Photo-based referring expression data:
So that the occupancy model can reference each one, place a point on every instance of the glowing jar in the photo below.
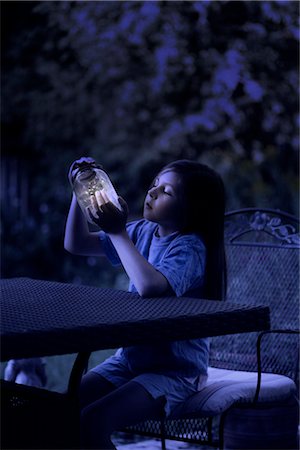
(88, 181)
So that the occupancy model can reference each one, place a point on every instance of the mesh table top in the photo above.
(43, 318)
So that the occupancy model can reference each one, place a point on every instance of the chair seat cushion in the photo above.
(226, 387)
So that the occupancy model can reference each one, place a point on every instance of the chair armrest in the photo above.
(258, 352)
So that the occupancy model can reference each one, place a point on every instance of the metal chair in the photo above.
(251, 399)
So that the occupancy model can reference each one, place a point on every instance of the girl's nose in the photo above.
(152, 192)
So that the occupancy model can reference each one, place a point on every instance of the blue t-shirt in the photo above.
(181, 259)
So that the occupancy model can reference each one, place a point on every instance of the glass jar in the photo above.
(88, 181)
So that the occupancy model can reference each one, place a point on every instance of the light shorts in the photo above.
(175, 389)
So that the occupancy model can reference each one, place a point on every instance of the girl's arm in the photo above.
(78, 239)
(148, 281)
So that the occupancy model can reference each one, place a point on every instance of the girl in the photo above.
(176, 249)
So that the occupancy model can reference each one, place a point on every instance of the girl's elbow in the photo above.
(70, 247)
(151, 290)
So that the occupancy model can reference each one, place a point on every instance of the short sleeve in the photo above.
(184, 265)
(133, 229)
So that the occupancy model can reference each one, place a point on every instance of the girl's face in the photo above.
(164, 201)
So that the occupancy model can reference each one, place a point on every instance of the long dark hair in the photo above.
(204, 208)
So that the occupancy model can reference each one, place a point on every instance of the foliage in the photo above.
(136, 85)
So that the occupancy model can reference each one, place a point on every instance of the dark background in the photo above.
(136, 85)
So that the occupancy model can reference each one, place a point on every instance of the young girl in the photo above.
(176, 249)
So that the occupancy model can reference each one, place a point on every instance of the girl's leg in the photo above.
(127, 405)
(93, 387)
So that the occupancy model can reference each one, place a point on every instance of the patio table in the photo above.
(43, 318)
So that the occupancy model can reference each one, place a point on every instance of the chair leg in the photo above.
(163, 434)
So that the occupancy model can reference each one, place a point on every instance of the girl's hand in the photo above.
(107, 216)
(83, 161)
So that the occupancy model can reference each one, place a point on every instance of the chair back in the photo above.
(262, 252)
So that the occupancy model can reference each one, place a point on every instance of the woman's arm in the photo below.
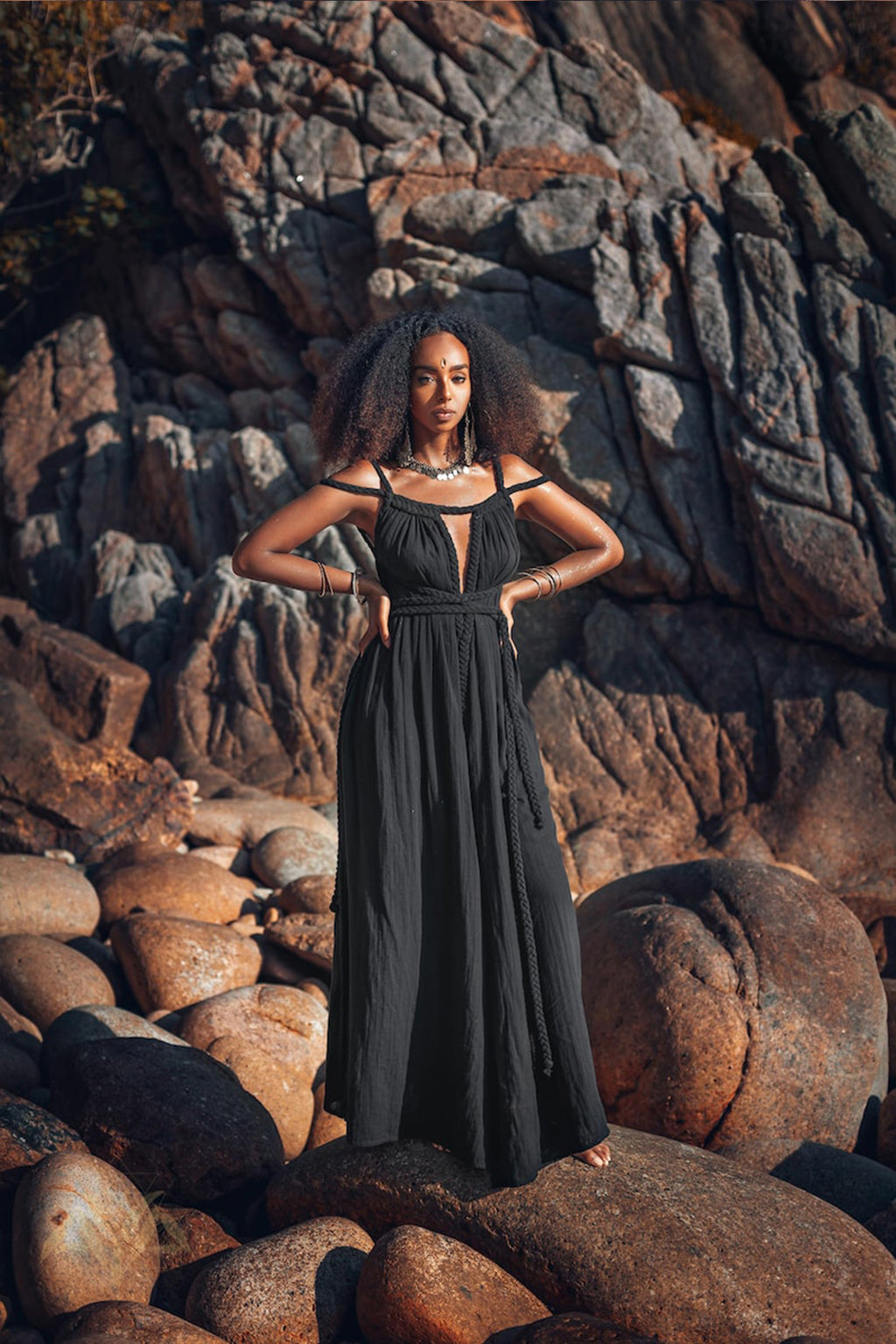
(265, 553)
(595, 546)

Task objective - An exact copy of the data above is required, printed without its pictures.

Answer to the problem -
So that the occupancy model can reference each one, place a point on every instance of the glowing jar in the photo below.
(88, 181)
So that the occupancy model can reference each one, place a point on every instance of the mesh table top in the photo above.
(43, 318)
So that the occupancy model can reference each one, place a point on every instance of the chair seat cushion in the photo above.
(226, 387)
So that the occupancy model can reference each one, place a point on every instance of the chair armrest in the photo above.
(258, 352)
So that the occupancy model can reference each one, place a point on every instance of the metal chair in the photo above.
(251, 399)
So that the occupancy model can reference each one, place a point on every instance of the girl's nose in the photo above.
(152, 192)
So that the occupancy model can reference each one, place a point on every instance of the blue t-shirt in the photo above.
(181, 259)
So that the occupancy model can reference each one, place a point on every instance of the glass jar in the photo above.
(88, 181)
So that the occupancy model can reference each one, place a point on every instance of the light shorts in the photo above.
(175, 389)
So that the occupancy model can reference each one, place a point on every instance of the girl's arm in the photo above.
(78, 239)
(148, 281)
So that the occupancy model can reference each one, place a point on every instance of the girl in the photo above.
(176, 249)
So that the occupancy model can reference each one, place a point on every instance of the girl's elbow in the photo above.
(70, 247)
(151, 290)
So that the occupancy model can reference each one, place a point on every instance of the short sleeve in the photo above.
(184, 265)
(133, 229)
So that the occupancy model can reference each one, place a point on every instance of the girl's face in the photo above.
(164, 201)
So that the occupancy model can reference each one, place a point on every instance of the long dark hair in the photo above.
(204, 208)
So that the occupancy model can reference each one, place a point on every instance of the foliage in the photo above.
(136, 85)
So that the occupancy model can reference each one, place a point on every instance of the dark background in the photo above.
(136, 85)
So that the occupancy model can reference each one, place a point on every instance of the young girl in the photo above.
(176, 249)
So that the occupancy model can reference each one, place a point on every instance of the girl's leg in the photo above.
(127, 405)
(93, 387)
So that the occupancy model can reference each one, place a point on every instance of the patio table in the photo above.
(43, 318)
So that the occupancy model can reference each one, place a point on every instance of the chair leg in the photo above.
(163, 434)
So that the occupancy model can reference each one, place a point on every instance of the girl's hand in the photo above.
(107, 216)
(83, 161)
So that the occupancy model can reference each one, place a point on every instance of the chair back in the photo above.
(262, 252)
So that the occupancy model can reference each one, place a point on every instance of the woman's arm in the photo below.
(265, 553)
(595, 546)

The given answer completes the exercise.